### TEXT PROVIDED
▽
Life of a squatter
The story dates back to June when I realised Student Affairs Office did not receive my hall application. And they said that I am not allowed to apply until the waiting list, which was rumoured to have 2000 people, is exhausted. By the way, the hall has around 4000 vacancies. Last year hall reapplication opens in December.
So I have to look for my own accommodation. My options were to squat at people's room or to rent a room out of campus. I didn't like the latter option as it is troublesome and expensive and I feel insecure staying at strangers' place. So I chose the first option. Means I live in another person's room, without any furniture and without much space as I am intruding others' space. But actually I had a better verdict than most others. Right now, I am staying in a single room whose owner is away for holiday. Most of my things are kept in a luggage. I live with less than 10 tops and 5 bottoms, bathing supplies, a laptop, a file, a textbook, a management book, a diary, basic makeup, 4 pairs of shoes, 2 packets of tissues, handphone, charger, a soft toy. That's probably it. I don't have my body lotion, nail clipper, stapler bullets, files, stationery, more clothes, my soft toys, bleach, writing materials, personal care system, food, utensils etc etc. It was a test on how simple a life I can live.
△
### EXERCISE TASK
Continue the squatter's account of living in a borrowed hall room, starting right after its last sentence.

### PROVIDED RECORDS
▽
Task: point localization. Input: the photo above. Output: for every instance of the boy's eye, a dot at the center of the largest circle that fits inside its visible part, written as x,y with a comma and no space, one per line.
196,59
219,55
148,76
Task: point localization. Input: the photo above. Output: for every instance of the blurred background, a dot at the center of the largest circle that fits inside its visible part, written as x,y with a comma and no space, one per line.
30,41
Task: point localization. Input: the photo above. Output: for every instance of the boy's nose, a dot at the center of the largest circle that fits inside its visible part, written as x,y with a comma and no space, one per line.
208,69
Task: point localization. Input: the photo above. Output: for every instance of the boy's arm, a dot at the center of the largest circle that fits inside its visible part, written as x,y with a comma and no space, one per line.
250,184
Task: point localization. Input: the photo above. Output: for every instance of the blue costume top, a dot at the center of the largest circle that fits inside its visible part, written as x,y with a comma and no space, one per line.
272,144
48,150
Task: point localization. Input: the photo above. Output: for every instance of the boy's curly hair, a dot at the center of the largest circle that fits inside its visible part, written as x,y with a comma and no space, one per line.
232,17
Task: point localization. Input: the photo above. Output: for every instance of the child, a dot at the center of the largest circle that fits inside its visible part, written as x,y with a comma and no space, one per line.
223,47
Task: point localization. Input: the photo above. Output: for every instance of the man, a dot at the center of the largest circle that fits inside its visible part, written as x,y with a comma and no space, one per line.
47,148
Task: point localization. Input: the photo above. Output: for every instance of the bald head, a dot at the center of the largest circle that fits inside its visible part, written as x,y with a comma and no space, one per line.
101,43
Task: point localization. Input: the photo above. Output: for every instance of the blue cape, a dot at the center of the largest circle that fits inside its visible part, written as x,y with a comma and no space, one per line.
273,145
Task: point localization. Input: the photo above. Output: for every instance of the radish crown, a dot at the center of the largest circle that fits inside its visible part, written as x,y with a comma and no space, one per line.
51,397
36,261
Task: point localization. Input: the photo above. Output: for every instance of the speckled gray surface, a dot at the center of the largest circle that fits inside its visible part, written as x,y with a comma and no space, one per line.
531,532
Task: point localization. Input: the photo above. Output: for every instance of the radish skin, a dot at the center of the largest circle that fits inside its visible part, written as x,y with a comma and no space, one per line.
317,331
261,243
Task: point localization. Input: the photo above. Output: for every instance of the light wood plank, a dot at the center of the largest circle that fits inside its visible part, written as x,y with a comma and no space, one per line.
△
### RESPONSE FOR THIS EXERCISE
And right now, while I am always finding that I need more things, I am still living and living well. I can actually live without the things I thought I need. So what if my nails are long now? So what if my skin is dry now? So what if I can't file my notes in separate file? So what if I only have limited clothes to wear and change? So what if I can't hug my tweety to live? So what if I can't paste posters around in the room? I can still live. The quality didn't even reduce by a bit.
It is a new experience, wasn't as bad as I expected. Wasn't bad at all. I just feel like a traveller. Staying in a hotel with less things. Just that I am a traveller in NTU. I have learnt about how simple and easy life can go. It doesn't need to be that complicated. It is the soul that matters more. :)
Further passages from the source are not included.